**Selection:**
How can I create a simple input validator by using ANTLR? - java

I wrote my grammar in ANTLRWorks and it worked pretty well and then I generated lexer and parser.
Well the code executes and there's no error.
But it makes me crazy even with a wrong input everything is fine. By this I mean that parser.prog() executes just fine. So where is the information that I should get as the result? I just want to check the input to figure it out that if it is a propositional logic statement or not?
I used the below to generate the code but it had some errors like it can not find the main class!
java antlr.jar org.antlr.Tool PropLogic.g
But this code worked :
java -cp antlr.jar org.antlr.Tool PropLogic.g
Here's the Grammar :
grammar PropLogic;
NOT : '!' ;
OR : '+' ;
AND : '.' ;
IMPLIES : '->' ;
SYMBOLS : ('a'..'z') | '~' ;
OP : '(' ;
CP : ')' ;
prog : formula ;
formula : NOT formula
| OP formula( AND formula CP | OR formula CP | IMPLIES formula CP)
| SYMBOLS ;
WHITESPACE : ( '\t' | ' ' | '\r' | '\n'| '\u000C' )+ { $channel = HIDDEN; } ;
Here's my code:
import org.antlr.runtime.ANTLRStringStream;
import org.antlr.runtime.CommonTokenStream;
public class Tableaux {
public static void main(String[] args) throws Exception {
ANTLRStringStream in = new ANTLRStringStream("a b c");
PropLogicLexer lexer = new PropLogicLexer(in);
CommonTokenStream tokens = new CommonTokenStream(lexer);
PropLogicParser parser = new PropLogicParser(tokens);
parser.prog();
}
}

Given the following test class:
import org.antlr.runtime.*;
public class Main {
public static void main(String[] args) throws Exception {
ANTLRStringStream in = new ANTLRStringStream(args[0]);
PropLogicLexer lexer = new PropLogicLexer(in);
CommonTokenStream tokens = new CommonTokenStream(lexer);
PropLogicParser parser = new PropLogicParser(tokens);
parser.prog();
}
}
which can be invoked on *nix/MacOS like this:
java -cp .:antlr-3.2.jar Main "a b c"

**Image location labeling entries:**
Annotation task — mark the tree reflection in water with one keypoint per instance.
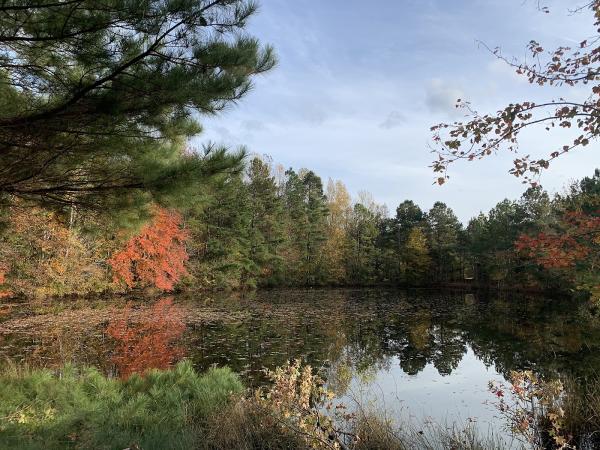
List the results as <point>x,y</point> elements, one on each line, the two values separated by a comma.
<point>150,342</point>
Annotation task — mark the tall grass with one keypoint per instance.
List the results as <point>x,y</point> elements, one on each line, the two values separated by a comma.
<point>81,408</point>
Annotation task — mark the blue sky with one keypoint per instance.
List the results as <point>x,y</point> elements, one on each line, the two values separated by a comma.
<point>359,83</point>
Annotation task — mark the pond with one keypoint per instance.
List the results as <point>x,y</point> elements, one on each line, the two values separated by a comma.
<point>425,356</point>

**Directives:**
1: Answer these questions about the ANTLR thread:
(a) Which command succeeded in generating the code from PropLogic.g?
(b) What character does the grammar assign to the OR token?
(c) What input string does the Tableaux class pass to ANTLRStringStream?
2: Rewrite the listing, starting at the line that contains "Annotation task — mark the tall" and stopping after the listing's last line, requests included. Lower every coordinate in its answers by 116.

**Expected outputs:**
1:
(a) java -cp antlr.jar org.antlr.Tool PropLogic.g
(b) '+'
(c) "a b c"

2:
Annotation task — mark the tall grass with one keypoint per instance.
List the results as <point>x,y</point> elements, one on each line, the two values separated by a comma.
<point>-35,292</point>
Annotation task — mark the blue sky with one keypoint per instance.
List the results as <point>x,y</point> elements, one on each line, the two values separated by a comma.
<point>243,-33</point>
Annotation task — mark the pond with one keypoint per instance.
List the results as <point>x,y</point> elements, one on each line, the two values separated by a comma.
<point>309,240</point>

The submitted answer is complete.